═════ 原文 ═════
3つの論点から、「共通恩恵」を考えると、「まずは魂の救い?」という問いに対して、どう考えるかが見えてくると思っています。

何故この概念が必要とされたのか、
どのような根拠をもつ概念なのか、
日本宣教においてどのような意味を持つのか。

1) 共通恩恵という概念が生まれた背景


(ア) 何故、この概念が提示されたのか?

この概念は、19世紀後半のオランダでカイパーによって、提唱をされた、言葉としては新しい概念です。オランダ改革派。
以下、ヨーロッパにおいて
①       宗教改革以前は、「領主権・王権」を上回る教皇権(政治的権力はともかく、概念としては)が存在し、教会は、領邦よりも範囲の広い存在でした。
②       宗教改革を通じて、カトリックの存在が揺らぎ、ウェストファリア条約によって近代国家という概念が成立し(無茶苦茶に重要だけど、何故、TCUの授業では誰も触れない?)国家=国教会という概念に整理をし直されました。
③       しかし、その体制から300年経過し、近代科学の勃興、啓蒙主義の進展により、「教会に主体的にいかない人々」が生まれ、教会は国家よりも小さな存在となっていきました。また、アジアとの接触頻度が上がるに伴い、新たな非キリスト教国をどう捉えるのか、という論点も生まれました。
④       この状況において、キリスト教徒であるとは、どういったことなのか?今(その時に)起きていることは、キリスト教の考えから、どう捉えるべきものなのか?ノンクリスチャンとは、どのように対話をすればいいのか、という問いを考えなければいけない状況になりました。これが国家と教会がずれた時、と本日、私が述べた事柄になります。
⑤       それに対して、カイパーが唱えたのが、共通恩恵という概念です。
⑥       従って、当初からクリスチャンが、ノンクリスチャンおよび従来のキリスト教概念からははみ出てしまう事象(近代科学、資本主義、啓蒙思想)に対して、どのような対話を行うことが出来るのか、という概念です。
═════
**問題 A:** 下の行のうち、"Exercise. Mark the football"を含む行から始まり"point(113, 245)"を含む行で終わる部分だけを、指示文も含めてもう一度書くこと。その際、解答の座標値はすべて0.85倍に縮小し、整数に丸める(0.5は切り上げ)こと。
═════ 行データ ═════
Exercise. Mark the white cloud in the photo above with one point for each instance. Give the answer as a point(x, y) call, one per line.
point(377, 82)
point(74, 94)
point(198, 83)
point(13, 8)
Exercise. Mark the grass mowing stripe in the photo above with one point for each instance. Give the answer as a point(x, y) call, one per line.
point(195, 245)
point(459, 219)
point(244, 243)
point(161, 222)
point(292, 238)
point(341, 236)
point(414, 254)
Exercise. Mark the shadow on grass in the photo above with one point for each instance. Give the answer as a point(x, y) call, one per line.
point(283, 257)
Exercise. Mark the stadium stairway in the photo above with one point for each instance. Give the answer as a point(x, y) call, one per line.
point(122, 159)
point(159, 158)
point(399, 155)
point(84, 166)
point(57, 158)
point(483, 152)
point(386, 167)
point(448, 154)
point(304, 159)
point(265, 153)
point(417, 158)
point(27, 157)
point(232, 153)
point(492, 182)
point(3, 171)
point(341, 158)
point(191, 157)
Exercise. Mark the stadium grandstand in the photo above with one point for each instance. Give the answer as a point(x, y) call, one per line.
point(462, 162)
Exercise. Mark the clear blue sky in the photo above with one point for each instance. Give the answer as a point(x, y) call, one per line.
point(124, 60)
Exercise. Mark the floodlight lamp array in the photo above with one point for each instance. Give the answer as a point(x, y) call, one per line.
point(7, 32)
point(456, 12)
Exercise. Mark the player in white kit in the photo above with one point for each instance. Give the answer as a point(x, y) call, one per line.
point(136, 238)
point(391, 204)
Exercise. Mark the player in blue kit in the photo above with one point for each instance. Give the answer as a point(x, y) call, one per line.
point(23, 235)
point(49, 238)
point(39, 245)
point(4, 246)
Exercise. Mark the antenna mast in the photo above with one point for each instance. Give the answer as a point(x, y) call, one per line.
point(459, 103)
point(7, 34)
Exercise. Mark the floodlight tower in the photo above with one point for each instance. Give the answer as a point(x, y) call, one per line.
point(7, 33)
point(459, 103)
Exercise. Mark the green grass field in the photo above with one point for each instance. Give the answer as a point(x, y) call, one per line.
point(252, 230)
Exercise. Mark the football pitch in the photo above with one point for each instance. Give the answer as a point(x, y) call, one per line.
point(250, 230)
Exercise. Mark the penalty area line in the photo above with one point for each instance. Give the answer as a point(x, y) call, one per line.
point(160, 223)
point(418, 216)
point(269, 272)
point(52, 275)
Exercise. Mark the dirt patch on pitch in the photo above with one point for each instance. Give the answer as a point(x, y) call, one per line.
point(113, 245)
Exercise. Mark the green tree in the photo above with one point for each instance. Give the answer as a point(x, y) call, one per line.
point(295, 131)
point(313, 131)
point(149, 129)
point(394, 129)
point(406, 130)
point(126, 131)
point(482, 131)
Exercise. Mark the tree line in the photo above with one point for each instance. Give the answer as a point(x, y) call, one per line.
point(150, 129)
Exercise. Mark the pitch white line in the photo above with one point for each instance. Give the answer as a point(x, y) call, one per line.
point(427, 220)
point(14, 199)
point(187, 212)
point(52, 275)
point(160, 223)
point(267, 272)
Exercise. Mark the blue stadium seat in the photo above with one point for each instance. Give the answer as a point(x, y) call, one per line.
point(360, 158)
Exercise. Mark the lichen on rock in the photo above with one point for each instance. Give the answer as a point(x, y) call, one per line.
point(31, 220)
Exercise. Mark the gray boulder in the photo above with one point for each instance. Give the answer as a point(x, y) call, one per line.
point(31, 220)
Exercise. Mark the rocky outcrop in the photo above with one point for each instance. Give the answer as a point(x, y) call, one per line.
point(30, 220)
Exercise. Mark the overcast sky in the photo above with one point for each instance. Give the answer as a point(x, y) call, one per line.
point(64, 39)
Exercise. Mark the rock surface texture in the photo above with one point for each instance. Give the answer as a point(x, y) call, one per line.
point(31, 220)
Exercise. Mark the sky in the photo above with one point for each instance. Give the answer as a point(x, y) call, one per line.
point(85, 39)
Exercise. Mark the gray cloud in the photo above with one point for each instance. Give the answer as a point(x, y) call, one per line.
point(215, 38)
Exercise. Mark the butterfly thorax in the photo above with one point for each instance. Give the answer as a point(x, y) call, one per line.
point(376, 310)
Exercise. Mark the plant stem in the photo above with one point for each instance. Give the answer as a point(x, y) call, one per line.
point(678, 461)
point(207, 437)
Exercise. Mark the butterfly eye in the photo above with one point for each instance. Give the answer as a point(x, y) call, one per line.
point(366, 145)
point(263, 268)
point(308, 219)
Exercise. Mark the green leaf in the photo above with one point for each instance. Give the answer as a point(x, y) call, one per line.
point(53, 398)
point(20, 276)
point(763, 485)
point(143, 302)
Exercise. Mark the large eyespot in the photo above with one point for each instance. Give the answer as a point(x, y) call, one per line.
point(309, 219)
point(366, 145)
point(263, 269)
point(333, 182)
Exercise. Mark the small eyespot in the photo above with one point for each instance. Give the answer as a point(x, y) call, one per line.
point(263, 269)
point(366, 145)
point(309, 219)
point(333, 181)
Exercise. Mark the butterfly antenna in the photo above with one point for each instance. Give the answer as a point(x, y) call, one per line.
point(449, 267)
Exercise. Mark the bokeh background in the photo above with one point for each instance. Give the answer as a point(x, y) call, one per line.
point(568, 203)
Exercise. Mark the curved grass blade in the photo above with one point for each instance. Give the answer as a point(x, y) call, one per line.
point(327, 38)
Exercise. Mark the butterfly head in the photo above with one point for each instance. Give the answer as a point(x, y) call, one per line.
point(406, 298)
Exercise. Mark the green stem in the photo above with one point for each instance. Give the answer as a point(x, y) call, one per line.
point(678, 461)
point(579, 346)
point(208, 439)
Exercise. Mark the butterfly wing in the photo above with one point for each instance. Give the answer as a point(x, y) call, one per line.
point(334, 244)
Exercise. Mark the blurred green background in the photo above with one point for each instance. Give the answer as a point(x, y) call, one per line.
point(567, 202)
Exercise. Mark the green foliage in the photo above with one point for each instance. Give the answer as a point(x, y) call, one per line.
═════
**問題 B:** 上にある共通恩恵についての文章を、最後の文の後から書き継ぐこと。

**解答 A:**
Exercise. Mark the football pitch in the photo above with one point for each instance. Give the answer as a point(x, y) call, one per line.
point(213, 196)
Exercise. Mark the penalty area line in the photo above with one point for each instance. Give the answer as a point(x, y) call, one per line.
point(136, 190)
point(355, 184)
point(229, 231)
point(44, 234)
Exercise. Mark the dirt patch on pitch in the photo above with one point for each instance. Give the answer as a point(x, y) call, one per line.
point(96, 208)

**解答 B:**
まとめると、キリスト教徒の世界の中だけでは、必ずしも共通恩恵までを深く考えなくても、コミュニケーションが出来たが、ノンクリスチャンに対してのコミュニケーションを考えた時に、必要とされた理解です。


2) 共通恩恵は、神学上は、どのように位置づけられる概念なのか?

(ア)共通恩恵は摂理論の一部


一方で、共通恩恵は、創世記にその殆どの基盤を置く概念です。救済論に関わる概念ではなく、摂理論(世界の創造)に基盤を置く概念です。
創造、摂理、永遠の命を含む聖定論の中でも、摂理に焦点を当てた概念です。
①       従って、本日の授業で出たヘブライ的な概念、イエス様というよりも神に関わる概念、という理解です。
②       原罪・堕落に伴うものとして神が摂理された恩恵である、という概念です。

(イ)カトリックとの対比


この摂理論の一部である、という理解は、カトリックの概念と比較をすると、理解しやすいです。Common Good 対 Common Grace

①       カトリックは、一見、同じように見える概念を「共通善Common Good」と表現します。この共通善という概念は、カトリックらしく、ギリシアに、その根っこを持つ概念です。政治社会全体に共通する「善」をさします。この「善」は共通利益とも表現されます(ここで述べる利益は、商売上の儲けじゃありません、政治社会哲学上の「利益」です)。従って、クリスチャン・ノンクリスチャン関係なく理解が出来るものになります。

②       一方で、共通恩恵Common Graceは、摂理論に基づく概念です。つまり、神から、此の世を支配する(これも最近、支配の意味が理解が変わりましたね、環境問題へのアプローチなどを通じて)、祭司となる民、として選ばれた者が理解を出来る恩恵です。実は、決して、クリスチャン・ノンクリスチャンに等しい恩恵ではないです。キリスト教の世界観・倫理観における「善」なのです。つまり、一般啓示と特別恩恵は、全く異なるものです。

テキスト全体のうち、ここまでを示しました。